-- WHAT IS REQUIRED --
Reproduce all of the entries below line for line, with no changes.

## Start EXCERPTED DATA

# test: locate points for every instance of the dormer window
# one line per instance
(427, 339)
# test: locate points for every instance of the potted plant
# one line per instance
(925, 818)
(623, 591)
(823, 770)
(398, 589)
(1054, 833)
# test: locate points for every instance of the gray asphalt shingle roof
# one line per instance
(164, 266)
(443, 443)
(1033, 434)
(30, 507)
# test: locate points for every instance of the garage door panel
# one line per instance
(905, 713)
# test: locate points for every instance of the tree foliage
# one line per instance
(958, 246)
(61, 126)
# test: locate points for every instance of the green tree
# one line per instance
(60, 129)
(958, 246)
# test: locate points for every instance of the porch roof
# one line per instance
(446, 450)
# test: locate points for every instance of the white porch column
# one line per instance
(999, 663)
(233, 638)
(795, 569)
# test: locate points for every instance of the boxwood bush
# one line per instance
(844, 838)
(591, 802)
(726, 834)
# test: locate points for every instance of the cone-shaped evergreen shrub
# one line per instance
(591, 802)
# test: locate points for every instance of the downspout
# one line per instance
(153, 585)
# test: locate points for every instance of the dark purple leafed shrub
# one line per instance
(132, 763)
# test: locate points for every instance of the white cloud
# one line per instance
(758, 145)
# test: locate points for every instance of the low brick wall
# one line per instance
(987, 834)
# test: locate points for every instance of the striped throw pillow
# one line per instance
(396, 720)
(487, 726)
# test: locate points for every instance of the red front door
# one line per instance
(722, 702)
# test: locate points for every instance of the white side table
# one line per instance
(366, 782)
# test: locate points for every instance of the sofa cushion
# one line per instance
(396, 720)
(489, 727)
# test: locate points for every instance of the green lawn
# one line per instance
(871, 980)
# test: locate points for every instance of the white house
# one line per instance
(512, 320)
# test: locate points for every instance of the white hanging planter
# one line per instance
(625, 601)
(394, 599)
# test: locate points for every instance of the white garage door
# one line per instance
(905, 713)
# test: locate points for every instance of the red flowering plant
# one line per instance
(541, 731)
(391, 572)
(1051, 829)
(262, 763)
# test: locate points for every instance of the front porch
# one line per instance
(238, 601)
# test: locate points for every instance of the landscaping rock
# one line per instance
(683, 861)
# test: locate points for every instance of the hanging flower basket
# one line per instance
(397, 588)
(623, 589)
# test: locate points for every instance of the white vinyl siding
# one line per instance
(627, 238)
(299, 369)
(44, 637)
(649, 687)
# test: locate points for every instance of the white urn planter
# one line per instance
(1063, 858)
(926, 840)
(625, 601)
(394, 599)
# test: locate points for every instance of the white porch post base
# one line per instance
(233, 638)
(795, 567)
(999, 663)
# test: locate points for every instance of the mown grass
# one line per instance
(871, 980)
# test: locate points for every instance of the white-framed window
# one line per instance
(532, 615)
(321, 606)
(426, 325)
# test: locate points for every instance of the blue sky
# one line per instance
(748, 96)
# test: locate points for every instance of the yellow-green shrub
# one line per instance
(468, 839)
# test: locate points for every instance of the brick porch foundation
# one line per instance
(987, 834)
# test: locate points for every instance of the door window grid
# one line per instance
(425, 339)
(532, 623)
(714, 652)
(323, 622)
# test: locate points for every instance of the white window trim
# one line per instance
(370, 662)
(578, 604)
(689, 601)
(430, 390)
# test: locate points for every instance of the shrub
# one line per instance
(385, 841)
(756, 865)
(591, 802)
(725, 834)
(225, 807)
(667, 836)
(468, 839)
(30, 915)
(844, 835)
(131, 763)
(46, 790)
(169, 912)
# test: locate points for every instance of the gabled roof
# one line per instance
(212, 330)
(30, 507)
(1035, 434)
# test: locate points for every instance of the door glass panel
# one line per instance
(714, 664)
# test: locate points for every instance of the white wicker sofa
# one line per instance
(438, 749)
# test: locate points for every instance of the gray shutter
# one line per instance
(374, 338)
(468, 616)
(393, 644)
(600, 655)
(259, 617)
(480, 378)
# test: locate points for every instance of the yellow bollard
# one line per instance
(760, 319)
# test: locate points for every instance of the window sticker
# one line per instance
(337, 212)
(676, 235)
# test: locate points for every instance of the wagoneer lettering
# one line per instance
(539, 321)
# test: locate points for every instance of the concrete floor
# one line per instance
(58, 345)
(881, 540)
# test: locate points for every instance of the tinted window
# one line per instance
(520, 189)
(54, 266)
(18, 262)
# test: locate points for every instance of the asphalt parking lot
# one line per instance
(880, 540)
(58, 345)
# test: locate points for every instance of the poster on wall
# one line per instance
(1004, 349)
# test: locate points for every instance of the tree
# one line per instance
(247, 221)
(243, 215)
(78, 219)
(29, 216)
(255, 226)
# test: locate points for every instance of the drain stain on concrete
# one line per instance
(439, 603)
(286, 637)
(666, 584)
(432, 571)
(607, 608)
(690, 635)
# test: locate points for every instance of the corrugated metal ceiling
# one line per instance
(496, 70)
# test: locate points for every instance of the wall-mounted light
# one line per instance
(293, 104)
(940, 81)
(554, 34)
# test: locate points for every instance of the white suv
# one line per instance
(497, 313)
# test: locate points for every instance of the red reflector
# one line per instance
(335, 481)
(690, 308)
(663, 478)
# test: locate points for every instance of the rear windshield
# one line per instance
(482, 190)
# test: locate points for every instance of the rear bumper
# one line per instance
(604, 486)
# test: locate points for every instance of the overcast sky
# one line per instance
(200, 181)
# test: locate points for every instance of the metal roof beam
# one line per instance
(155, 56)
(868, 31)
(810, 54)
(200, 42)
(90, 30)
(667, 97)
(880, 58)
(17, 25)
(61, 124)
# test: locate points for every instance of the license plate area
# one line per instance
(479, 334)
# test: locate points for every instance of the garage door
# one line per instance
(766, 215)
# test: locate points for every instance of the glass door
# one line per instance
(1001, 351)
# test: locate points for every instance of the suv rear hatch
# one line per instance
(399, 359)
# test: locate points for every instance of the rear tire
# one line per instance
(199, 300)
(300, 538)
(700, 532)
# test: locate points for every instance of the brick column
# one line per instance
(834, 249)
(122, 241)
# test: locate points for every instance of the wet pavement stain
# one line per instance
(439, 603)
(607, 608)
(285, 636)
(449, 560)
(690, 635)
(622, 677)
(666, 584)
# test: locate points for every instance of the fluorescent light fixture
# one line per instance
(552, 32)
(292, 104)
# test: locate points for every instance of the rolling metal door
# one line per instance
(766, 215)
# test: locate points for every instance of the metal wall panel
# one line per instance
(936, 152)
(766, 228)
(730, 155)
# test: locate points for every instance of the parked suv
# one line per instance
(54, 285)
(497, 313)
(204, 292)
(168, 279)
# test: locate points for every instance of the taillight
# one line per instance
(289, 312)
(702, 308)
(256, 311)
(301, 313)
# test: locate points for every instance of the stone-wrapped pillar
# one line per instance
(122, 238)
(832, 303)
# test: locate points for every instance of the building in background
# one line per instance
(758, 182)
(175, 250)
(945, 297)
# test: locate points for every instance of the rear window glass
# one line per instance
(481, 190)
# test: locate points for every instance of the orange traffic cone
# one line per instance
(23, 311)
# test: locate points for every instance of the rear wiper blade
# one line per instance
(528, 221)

## End EXCERPTED DATA

-- COMPLETE RESPONSE --
# test: locate points for every instance of the dormer window
# one line per instance
(427, 339)
# test: locate points for every instance of the potted plant
# one line per instance
(925, 818)
(623, 591)
(823, 770)
(398, 589)
(1054, 833)
# test: locate points for every instance of the gray asphalt shingle roof
# one line per instance
(164, 266)
(443, 443)
(1033, 434)
(30, 507)
# test: locate points for every instance of the garage door panel
# one line per instance
(905, 713)
# test: locate points for every instance of the tree foliage
# one line per instance
(958, 246)
(61, 126)
# test: locate points for every instance of the green tree
# one line per instance
(60, 129)
(958, 246)
# test: locate points for every instance of the porch roof
# one line per instance
(446, 450)
# test: locate points for every instance of the white porch column
# one line per instance
(999, 663)
(233, 638)
(795, 569)
# test: locate points for every instance of the boxwood bush
# one line per instance
(844, 838)
(591, 802)
(726, 834)
# test: locate points for every instance of the cone-shaped evergreen shrub
# one line per instance
(591, 802)
# test: locate points for every instance of the downspout
# one line per instance
(153, 585)
# test: locate points for every instance of the dark purple leafed shrub
# one line per instance
(132, 763)
# test: locate points for every instance of the white cloud
# one line per instance
(758, 145)
# test: locate points for every instance of the low brick wall
# one line per instance
(987, 834)
# test: locate points for every instance of the striped throw pillow
# one line per instance
(396, 720)
(487, 726)
# test: locate points for every instance of the red front door
# one line per instance
(722, 702)
# test: locate points for every instance of the white side table
# one line per instance
(366, 782)
# test: locate points for every instance of the sofa cushion
# one line per instance
(396, 720)
(489, 727)
# test: locate points for every instance of the green lawn
# one line per instance
(871, 980)
# test: locate points for every instance of the white house
# one line per instance
(512, 320)
# test: locate points for every instance of the white hanging planter
# one line per instance
(625, 601)
(394, 599)
# test: locate points for every instance of the white garage door
# one line per instance
(905, 713)
# test: locate points for every instance of the red flowering plant
# one line per instance
(541, 731)
(391, 572)
(1051, 829)
(262, 763)
# test: locate points for every instance of the front porch
# one line per instance
(238, 601)
# test: locate points for every instance of the landscaping rock
# one line per instance
(683, 861)
# test: locate points for every instance of the hanging flower basket
# one line per instance
(397, 588)
(623, 589)
# test: locate points for every instance of the white vinyl siding
# one line per instance
(627, 238)
(299, 369)
(44, 637)
(649, 687)
# test: locate points for every instance of the white urn planter
# one line per instance
(1063, 858)
(926, 840)
(625, 601)
(394, 599)
# test: locate points for every instance of the white porch post base
# one line per instance
(233, 638)
(795, 567)
(999, 663)
# test: locate points for every instance of the mown grass
# one line per instance
(871, 980)
# test: locate points for every instance of the white-framed window
# one line per instance
(532, 615)
(321, 606)
(426, 325)
# test: locate points for every instance of the blue sky
# one line per instance
(748, 96)
# test: locate points for every instance of the yellow-green shrub
# one line per instance
(468, 839)
# test: locate points for every instance of the brick porch foundation
# one line per instance
(987, 834)
# test: locate points for every instance of the door window grid
# one line per instance
(425, 339)
(532, 623)
(714, 652)
(323, 622)
# test: locate points for every instance of the white window trim
# one line per instance
(370, 662)
(578, 604)
(689, 601)
(430, 390)
# test: locate points for every instance of the shrub
# one line per instance
(385, 841)
(756, 865)
(591, 802)
(725, 834)
(225, 807)
(667, 836)
(468, 839)
(30, 915)
(844, 835)
(131, 763)
(46, 790)
(169, 912)
# test: locate points for every instance of the gabled roof
# one line per instance
(212, 330)
(30, 507)
(1035, 434)
# test: locate points for every instance of the door glass panel
# one line per instance
(714, 664)
# test: locate points for every instance of the white wicker sofa
# one line per instance
(438, 749)
# test: locate points for every instance of the gray shutter
# one line per instance
(374, 338)
(468, 616)
(393, 644)
(600, 655)
(259, 617)
(480, 378)
# test: locate points for every instance of the yellow bollard
# one line per instance
(760, 319)
# test: locate points for every instance of the window sticker
# one line per instance
(337, 212)
(676, 235)
# test: locate points for every instance of the wagoneer lettering
# one line per instance
(539, 321)
# test: locate points for every instance of the concrete floor
# one line per instance
(58, 345)
(881, 540)
# test: locate points for every instance of the tinted window
# one line per instance
(520, 189)
(54, 266)
(18, 262)
# test: locate points for every instance of the asphalt parking lot
# one line per instance
(880, 540)
(58, 345)
# test: locate points for every instance of the poster on wall
# one line per instance
(1004, 349)
# test: locate points for every instance of the tree
# one line per instance
(247, 221)
(243, 215)
(78, 219)
(29, 216)
(255, 226)
# test: locate points for every instance of the drain stain on concrete
# one line per instance
(439, 603)
(286, 637)
(666, 584)
(432, 571)
(607, 608)
(690, 635)
# test: locate points for every instance of the corrugated metal ceiling
# one line per instance
(496, 70)
# test: locate points for every instance of the wall-mounted light
# one line per instance
(293, 104)
(940, 81)
(554, 34)
# test: locate points for every instance of the white suv
# one line per instance
(497, 313)
# test: locate points for every instance of the red reflector
# one line per instance
(335, 481)
(690, 308)
(663, 478)
# test: locate points for every instance of the rear windshield
# one line per instance
(482, 190)
# test: locate points for every instance of the rear bumper
# one line per instance
(604, 486)
# test: locate points for every instance of the overcast sky
# one line per instance
(200, 181)
# test: locate points for every instance of the metal roof beam
# one line per instance
(155, 56)
(868, 31)
(810, 54)
(200, 42)
(90, 30)
(667, 97)
(880, 58)
(17, 25)
(61, 124)
# test: locate points for every instance of the license plate area
# one line per instance
(479, 334)
# test: locate points for every instance of the garage door
# one line per instance
(766, 215)
# test: locate points for every instance of the glass door
# one line per instance
(1001, 351)
# test: locate points for every instance of the suv rear hatch
# one line per instance
(399, 359)
# test: locate points for every instance of the rear tire
# one line per instance
(199, 300)
(300, 538)
(700, 532)
# test: locate points for every instance of the brick column
# one line per instance
(834, 249)
(122, 241)
# test: locate points for every instance of the wet pavement stain
# one line per instance
(439, 603)
(607, 608)
(285, 636)
(449, 560)
(690, 635)
(622, 677)
(666, 584)
# test: locate points for every instance of the fluorescent light fixture
# one line per instance
(552, 32)
(292, 104)
# test: locate points for every instance of the rolling metal door
# one line per instance
(766, 215)
# test: locate points for every instance of the metal wall panel
# one line per instance
(936, 152)
(766, 228)
(730, 155)
# test: locate points for every instance of the parked suv
# one line per instance
(54, 285)
(497, 313)
(204, 292)
(168, 279)
# test: locate points for every instance of the taillight
# one line per instance
(289, 312)
(702, 308)
(256, 311)
(301, 313)
# test: locate points for every instance of the stone-wrapped pillar
# one line per instance
(122, 238)
(832, 303)
# test: locate points for every instance of the building in background
# one line per instance
(758, 182)
(175, 250)
(945, 297)
# test: locate points for every instance of the rear window glass
# one line per instance
(481, 190)
# test: locate points for every instance of the orange traffic cone
# one line per instance
(23, 311)
# test: locate points for every instance of the rear wiper blade
# one line per instance
(528, 221)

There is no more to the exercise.